(Série d'exercices):
**A.** Pouvez-vous recopier fidèlement le passage du texte sur les prêtres-ouvriers qui commence par « Dès la fin de » et se poursuit jusqu'à « les périphéries sociales. » ?
**B.** Les affirmations suivantes concordent-elles avec le texte sur les prêtres-ouvriers ? Répondez par oui ou par non, en citant à l'identique les mots du texte qui tranchent.
(i) La découverte de la déchristianisation de l'Europe a entraîné une transformation missionnaire de la vie de l'Église.
(ii) Les prêtres-ouvriers étaient missionnaires par volonté de conquête.
(iii) Les prêtres-ouvriers voulaient partager les conditions de vie des ouvriers.
**C.** D'après le texte sur les prêtres-ouvriers, dans quel monde ces prêtres entendaient-ils se déplacer ?
=== Source ===
Histoire des missions : 19. Les prêtres-ouvriers

19. Les prêtres-ouvriers

Dès la fin de la seconde guerre mondiale, la découverte de la déchristianisation de l’Europe va provoquer la transformation missionnaire de la vie de l’Église qui va s’illustrer par le mouvement des prêtres-ouvriers.  Il s’agissait pour eux de « sortir » d’une Église confortable et se déplacer dans le monde du travail. Être au plus près des ouvriers, partager leurs conditions de vie, manifester ainsi leur solidarité au nom de l’Évangile. Missionnaires, ils l’étaient non par une volonté de conquête, mais par le partage de vie, l’être-avec, le déplacement vers les périphéries sociales.
=== Données fournies ===
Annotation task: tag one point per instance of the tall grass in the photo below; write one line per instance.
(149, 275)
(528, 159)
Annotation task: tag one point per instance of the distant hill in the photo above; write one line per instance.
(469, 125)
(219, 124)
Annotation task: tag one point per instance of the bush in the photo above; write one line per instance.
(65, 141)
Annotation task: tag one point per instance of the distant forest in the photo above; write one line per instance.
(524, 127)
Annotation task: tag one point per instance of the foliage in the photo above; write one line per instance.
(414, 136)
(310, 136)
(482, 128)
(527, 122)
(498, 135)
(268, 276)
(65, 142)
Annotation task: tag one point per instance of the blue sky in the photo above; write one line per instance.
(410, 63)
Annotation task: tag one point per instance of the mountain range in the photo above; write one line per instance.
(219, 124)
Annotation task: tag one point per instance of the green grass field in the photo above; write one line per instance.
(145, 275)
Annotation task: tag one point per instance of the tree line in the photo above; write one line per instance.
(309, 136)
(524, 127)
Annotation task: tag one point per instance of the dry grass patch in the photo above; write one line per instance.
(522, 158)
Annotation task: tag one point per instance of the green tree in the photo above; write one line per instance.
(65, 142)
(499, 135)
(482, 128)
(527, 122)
===
=== Données fournies ===
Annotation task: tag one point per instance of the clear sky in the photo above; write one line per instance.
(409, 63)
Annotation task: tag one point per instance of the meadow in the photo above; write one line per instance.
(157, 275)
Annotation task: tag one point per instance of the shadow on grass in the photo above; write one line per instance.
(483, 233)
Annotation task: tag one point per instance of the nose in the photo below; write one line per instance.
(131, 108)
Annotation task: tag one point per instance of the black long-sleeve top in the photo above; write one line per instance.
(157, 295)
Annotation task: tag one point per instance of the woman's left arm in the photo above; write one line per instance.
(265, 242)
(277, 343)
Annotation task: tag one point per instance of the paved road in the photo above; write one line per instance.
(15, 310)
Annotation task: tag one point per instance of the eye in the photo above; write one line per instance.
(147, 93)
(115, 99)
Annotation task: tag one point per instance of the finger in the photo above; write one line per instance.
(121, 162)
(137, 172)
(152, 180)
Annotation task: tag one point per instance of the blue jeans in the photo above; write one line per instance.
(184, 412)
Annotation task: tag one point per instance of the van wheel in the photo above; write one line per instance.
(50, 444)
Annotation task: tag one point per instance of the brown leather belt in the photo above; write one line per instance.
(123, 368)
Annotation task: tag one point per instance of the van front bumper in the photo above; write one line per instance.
===
(Corrigé):
**A.**
Dès la fin de la seconde guerre mondiale, la découverte de la déchristianisation de l’Europe va provoquer la transformation missionnaire de la vie de l’Église qui va s’illustrer par le mouvement des prêtres-ouvriers.  Il s’agissait pour eux de « sortir » d’une Église confortable et se déplacer dans le monde du travail. Être au plus près des ouvriers, partager leurs conditions de vie, manifester ainsi leur solidarité au nom de l’Évangile. Missionnaires, ils l’étaient non par une volonté de conquête, mais par le partage de vie, l’être-avec, le déplacement vers les périphéries sociales.

**B.**
(i) Oui : « la découverte de la déchristianisation de l’Europe va provoquer la transformation missionnaire de la vie de l’Église ».
(ii) Non : « non par une volonté de conquête, mais par le partage de vie ».
(iii) Oui : « partager leurs conditions de vie ».

**C.** Dans le monde du travail.